───── DATA FOR PROCESSING
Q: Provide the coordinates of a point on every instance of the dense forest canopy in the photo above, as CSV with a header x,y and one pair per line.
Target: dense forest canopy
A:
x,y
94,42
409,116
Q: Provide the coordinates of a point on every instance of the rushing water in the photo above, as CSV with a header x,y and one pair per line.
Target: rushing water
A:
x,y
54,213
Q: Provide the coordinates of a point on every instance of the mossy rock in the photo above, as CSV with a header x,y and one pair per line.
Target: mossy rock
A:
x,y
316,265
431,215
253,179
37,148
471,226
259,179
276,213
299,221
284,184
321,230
──────────
───── DATA FOR PROCESSING
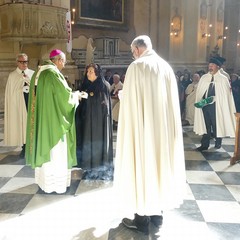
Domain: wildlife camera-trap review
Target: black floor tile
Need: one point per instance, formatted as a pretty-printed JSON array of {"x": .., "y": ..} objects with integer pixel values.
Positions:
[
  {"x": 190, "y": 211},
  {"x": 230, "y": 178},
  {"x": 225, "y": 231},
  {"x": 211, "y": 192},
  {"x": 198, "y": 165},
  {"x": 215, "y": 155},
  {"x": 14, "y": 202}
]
──────────
→ **PROBLEM DETAILS**
Using the listing above, pick out each line that contains the word "instance", then copy it.

→ **THE ANSWER**
Q: Provide the coordinates of a point on every instance of the dense forest canopy in the photo above, as CSV with a header x,y and one pair per line.
Q: Provide the coordinates of a point on every instance of the rushing water in the photo above, as CSV with a header x,y and one pair per line.
Q: Provide the coordinates of a point on every instance of the mossy rock in the photo above, as CSV with a header x,y and one pair per line.
Need: one point per instance, formatted as a pretty-printed JSON array of {"x": .., "y": ..} objects with integer pixel values.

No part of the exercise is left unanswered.